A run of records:
····················

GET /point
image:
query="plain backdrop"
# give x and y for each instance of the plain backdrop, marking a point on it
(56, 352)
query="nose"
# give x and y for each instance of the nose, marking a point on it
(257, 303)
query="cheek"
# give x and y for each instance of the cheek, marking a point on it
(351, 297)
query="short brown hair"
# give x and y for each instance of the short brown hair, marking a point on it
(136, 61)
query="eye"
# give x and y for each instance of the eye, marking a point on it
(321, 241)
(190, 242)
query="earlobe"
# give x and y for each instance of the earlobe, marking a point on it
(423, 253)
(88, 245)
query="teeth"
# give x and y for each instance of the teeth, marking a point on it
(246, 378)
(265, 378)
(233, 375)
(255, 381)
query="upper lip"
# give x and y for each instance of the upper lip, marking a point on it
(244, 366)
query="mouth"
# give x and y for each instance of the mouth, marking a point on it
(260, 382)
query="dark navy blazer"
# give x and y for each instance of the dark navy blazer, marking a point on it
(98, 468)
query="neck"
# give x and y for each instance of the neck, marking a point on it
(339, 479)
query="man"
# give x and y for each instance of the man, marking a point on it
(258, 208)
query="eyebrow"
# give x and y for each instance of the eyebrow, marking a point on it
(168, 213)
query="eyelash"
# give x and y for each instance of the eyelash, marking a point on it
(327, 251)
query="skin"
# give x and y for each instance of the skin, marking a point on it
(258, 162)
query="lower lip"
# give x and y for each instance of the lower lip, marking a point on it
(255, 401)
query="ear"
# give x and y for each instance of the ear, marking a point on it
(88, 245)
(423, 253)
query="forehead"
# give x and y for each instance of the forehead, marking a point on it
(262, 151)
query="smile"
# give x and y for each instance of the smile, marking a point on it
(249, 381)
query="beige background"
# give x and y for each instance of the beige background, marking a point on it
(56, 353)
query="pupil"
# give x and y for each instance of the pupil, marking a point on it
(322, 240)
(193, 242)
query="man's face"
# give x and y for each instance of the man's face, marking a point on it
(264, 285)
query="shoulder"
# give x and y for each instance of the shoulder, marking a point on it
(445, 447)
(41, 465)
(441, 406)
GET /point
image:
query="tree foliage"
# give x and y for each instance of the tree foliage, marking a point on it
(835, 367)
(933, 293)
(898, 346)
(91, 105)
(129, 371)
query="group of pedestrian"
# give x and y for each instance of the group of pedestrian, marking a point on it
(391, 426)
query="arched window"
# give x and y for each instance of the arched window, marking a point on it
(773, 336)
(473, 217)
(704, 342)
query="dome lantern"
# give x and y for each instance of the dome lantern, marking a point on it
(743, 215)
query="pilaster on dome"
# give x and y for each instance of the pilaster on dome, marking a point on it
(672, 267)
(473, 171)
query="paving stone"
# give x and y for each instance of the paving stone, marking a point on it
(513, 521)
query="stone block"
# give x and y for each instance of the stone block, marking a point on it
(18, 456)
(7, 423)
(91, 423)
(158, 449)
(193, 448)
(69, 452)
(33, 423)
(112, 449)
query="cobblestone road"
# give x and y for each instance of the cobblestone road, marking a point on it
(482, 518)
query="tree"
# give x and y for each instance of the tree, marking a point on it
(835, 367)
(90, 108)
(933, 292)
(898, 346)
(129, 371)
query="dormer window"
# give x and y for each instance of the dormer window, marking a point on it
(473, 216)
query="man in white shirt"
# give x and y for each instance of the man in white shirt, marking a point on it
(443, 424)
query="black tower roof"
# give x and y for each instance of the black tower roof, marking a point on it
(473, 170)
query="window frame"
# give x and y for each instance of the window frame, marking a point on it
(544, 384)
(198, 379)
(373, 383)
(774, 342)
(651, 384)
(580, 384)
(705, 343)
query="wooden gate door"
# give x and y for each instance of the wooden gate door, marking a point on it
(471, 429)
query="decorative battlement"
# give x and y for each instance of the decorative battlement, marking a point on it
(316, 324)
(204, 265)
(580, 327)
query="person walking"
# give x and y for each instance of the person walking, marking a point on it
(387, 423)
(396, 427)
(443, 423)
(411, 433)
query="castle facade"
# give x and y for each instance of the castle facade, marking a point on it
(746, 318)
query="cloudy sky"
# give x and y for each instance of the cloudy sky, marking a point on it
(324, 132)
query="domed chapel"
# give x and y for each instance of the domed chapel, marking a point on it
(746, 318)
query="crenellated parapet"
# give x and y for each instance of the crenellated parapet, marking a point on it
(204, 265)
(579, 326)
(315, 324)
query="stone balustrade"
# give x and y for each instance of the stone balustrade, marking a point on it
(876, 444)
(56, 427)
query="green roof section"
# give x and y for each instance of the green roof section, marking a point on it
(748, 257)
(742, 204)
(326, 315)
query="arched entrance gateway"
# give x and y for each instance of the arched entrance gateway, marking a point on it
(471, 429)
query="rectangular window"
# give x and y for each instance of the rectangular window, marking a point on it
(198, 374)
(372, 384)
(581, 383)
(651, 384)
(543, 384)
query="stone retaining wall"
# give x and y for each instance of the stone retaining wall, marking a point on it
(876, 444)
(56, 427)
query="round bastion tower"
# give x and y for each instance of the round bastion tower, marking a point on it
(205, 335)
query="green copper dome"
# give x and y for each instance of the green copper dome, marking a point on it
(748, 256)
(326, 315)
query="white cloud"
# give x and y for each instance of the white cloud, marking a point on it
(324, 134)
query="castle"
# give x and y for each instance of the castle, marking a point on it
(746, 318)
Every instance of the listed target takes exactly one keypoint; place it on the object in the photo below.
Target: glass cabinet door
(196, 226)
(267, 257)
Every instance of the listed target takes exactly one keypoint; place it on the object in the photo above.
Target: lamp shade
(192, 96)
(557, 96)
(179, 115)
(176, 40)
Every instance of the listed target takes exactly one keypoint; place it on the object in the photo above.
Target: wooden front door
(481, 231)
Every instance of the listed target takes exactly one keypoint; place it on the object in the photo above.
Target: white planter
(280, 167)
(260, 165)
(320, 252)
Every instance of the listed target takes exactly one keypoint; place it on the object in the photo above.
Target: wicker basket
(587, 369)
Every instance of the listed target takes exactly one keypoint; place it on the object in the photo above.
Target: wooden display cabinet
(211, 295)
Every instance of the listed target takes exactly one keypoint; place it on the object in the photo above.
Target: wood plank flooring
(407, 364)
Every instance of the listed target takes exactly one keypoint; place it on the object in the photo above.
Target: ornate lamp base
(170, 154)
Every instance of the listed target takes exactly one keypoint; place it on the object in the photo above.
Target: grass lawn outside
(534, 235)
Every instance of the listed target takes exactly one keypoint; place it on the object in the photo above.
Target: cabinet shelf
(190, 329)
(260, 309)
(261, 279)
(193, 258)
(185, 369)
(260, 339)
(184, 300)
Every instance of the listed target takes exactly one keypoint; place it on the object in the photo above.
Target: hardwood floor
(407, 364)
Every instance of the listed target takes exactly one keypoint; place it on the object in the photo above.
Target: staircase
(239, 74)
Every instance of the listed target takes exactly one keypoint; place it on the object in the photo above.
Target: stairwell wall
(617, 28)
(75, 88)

····················

• _WHAT THIS TASK INVOLVES_:
Please collect every line in the data above that contains the string "beige", copying each one in full.

• _OUTPUT FOR THIS TASK_:
query="beige background"
# give x and y for each instance of the beige background, marking a point on it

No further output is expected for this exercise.